Image-grounded pointing data
__________________________________________________
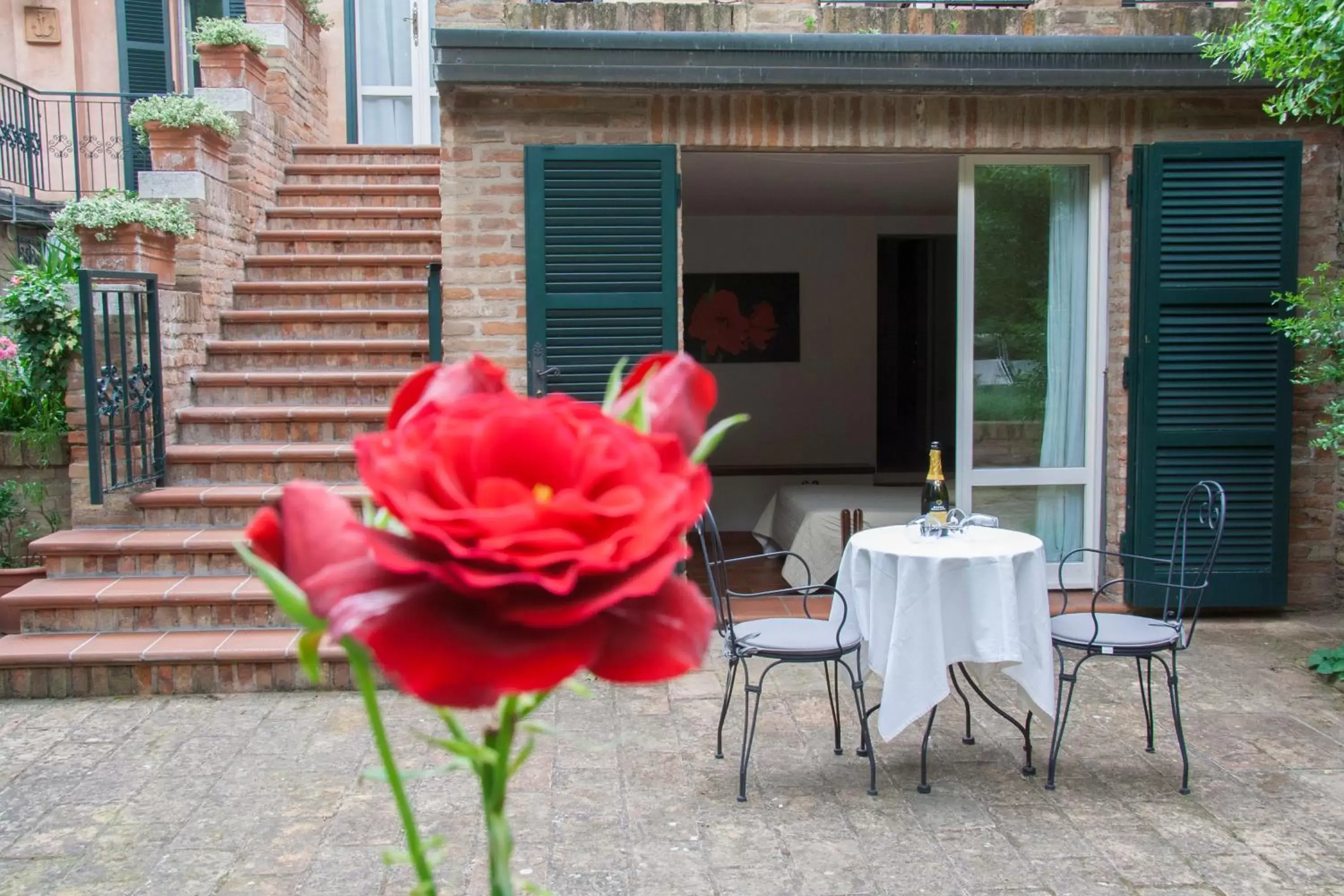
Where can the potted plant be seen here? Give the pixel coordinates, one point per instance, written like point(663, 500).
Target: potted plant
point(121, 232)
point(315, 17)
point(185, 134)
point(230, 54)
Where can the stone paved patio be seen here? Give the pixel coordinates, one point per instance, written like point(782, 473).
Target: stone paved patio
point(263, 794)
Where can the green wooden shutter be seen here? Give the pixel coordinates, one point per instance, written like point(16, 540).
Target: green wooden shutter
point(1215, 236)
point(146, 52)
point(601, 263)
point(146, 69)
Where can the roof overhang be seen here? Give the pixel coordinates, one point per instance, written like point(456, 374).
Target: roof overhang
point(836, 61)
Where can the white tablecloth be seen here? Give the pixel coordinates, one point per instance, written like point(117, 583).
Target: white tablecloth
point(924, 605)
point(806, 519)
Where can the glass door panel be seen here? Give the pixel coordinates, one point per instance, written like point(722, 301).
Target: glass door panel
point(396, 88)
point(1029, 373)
__________________________________________________
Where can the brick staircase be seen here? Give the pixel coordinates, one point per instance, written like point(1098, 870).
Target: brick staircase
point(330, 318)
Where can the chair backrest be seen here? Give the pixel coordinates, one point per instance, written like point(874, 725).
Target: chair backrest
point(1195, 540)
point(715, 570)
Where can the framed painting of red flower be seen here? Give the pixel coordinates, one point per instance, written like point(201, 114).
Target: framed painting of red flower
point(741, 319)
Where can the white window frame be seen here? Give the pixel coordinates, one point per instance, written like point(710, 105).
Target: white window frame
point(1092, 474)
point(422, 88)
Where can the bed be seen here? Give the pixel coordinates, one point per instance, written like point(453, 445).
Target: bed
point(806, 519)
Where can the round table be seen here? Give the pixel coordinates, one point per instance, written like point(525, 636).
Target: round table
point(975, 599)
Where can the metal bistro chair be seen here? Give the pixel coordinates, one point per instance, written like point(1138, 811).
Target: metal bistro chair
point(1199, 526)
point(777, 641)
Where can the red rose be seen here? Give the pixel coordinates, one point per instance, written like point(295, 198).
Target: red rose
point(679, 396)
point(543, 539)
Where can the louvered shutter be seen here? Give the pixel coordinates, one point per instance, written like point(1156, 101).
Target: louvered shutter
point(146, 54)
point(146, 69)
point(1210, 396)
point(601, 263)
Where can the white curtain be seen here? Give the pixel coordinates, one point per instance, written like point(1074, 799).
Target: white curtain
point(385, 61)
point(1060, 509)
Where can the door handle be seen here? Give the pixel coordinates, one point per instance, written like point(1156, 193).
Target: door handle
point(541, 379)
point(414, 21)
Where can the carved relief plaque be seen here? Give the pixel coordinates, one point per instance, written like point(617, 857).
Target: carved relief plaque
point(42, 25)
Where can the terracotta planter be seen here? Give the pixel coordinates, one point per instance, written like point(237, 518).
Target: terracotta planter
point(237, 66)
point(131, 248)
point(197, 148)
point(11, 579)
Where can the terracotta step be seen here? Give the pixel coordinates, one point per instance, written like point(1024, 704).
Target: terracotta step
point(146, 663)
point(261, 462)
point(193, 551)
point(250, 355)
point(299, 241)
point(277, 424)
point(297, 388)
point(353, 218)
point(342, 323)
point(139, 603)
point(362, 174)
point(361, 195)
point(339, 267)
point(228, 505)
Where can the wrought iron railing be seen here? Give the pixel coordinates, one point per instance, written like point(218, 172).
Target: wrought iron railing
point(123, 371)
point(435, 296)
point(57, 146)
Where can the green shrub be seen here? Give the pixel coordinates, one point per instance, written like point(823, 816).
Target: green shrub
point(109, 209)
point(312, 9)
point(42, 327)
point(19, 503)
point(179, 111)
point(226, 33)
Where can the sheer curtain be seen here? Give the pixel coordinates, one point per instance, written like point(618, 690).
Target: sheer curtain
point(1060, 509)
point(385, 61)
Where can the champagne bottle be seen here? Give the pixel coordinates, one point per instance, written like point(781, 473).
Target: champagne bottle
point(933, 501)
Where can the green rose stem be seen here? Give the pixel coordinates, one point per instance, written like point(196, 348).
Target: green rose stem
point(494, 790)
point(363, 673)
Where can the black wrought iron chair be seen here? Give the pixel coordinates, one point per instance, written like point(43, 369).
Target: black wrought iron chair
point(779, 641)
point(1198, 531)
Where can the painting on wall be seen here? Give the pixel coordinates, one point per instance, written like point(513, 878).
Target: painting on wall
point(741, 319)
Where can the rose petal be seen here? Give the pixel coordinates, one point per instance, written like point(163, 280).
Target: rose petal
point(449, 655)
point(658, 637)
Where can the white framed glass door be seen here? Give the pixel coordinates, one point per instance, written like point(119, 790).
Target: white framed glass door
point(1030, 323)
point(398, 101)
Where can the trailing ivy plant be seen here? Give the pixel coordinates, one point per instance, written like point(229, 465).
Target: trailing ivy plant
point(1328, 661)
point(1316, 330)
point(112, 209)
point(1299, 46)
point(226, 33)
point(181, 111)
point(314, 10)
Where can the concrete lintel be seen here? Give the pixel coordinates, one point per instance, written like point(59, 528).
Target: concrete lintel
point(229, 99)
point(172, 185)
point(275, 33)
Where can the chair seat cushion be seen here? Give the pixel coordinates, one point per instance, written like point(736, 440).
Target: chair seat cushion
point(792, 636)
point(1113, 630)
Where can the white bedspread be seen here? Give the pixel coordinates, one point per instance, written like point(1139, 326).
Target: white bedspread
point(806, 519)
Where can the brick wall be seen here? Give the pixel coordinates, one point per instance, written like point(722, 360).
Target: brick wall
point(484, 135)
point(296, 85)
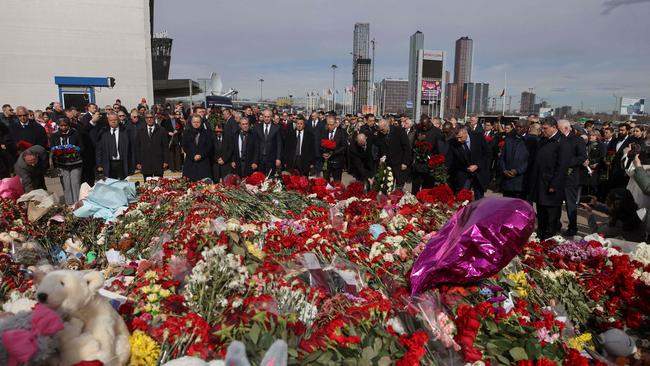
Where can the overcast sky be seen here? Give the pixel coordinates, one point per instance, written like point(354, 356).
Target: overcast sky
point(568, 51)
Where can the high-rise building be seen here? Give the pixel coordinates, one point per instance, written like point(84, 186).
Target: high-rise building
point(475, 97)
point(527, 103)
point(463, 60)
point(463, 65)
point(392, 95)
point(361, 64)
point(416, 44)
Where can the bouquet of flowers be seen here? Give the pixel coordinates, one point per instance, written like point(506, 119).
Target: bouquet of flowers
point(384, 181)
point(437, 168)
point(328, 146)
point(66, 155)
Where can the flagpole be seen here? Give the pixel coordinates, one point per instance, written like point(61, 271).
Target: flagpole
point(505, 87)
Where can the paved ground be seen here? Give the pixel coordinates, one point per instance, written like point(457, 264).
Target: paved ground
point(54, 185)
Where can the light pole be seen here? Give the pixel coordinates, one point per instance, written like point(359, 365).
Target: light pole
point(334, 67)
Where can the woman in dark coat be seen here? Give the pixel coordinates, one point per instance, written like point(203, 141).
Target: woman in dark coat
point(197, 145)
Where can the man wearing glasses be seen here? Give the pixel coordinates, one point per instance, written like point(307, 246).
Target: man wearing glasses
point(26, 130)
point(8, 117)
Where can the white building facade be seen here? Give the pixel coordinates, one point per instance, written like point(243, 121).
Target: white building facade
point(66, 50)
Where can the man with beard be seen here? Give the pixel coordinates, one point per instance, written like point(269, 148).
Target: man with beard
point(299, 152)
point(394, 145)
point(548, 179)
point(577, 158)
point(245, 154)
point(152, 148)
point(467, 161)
__________________________________________________
• [WHAT YOU NEED TO DO]: Starting at the line that has "Where can the green rose" in the records above, restate word for word every line until the one that has "Where can the concrete", and include that one as well.

• [OUTPUT FOR THIS EXERCISE]:
Where can the green rose stem be seen here? Give the pixel coordinates, one point per instance, written like point(196, 348).
Target: green rose stem
point(494, 790)
point(363, 673)
Where can the black wrought iron chair be seen here? Give the pixel coordinates, one point per instance, written like point(43, 369).
Target: black wrought iron chair
point(779, 641)
point(1198, 531)
Where can the painting on wall be seen here? Give the pixel coordinates, one point per instance, written like point(513, 878).
Target: painting on wall
point(741, 319)
Where can the rose petal be seen here? Give the pixel coordinates, one point per instance, written like point(163, 280).
Target: rose petal
point(449, 655)
point(658, 637)
Where can the white framed glass door be seen here? Give the pixel coordinates, one point per instance, written like point(119, 790).
Target: white framed glass door
point(1030, 323)
point(398, 101)
Where can the trailing ivy plant be seen here? Give the pixel coordinates, one point per instance, written like point(229, 465).
Target: trailing ivy plant
point(1328, 661)
point(1316, 330)
point(112, 209)
point(1299, 46)
point(226, 33)
point(181, 111)
point(314, 10)
Where can the concrete lintel be seen here? Give the pixel coordinates, one point per instance, written like point(59, 528).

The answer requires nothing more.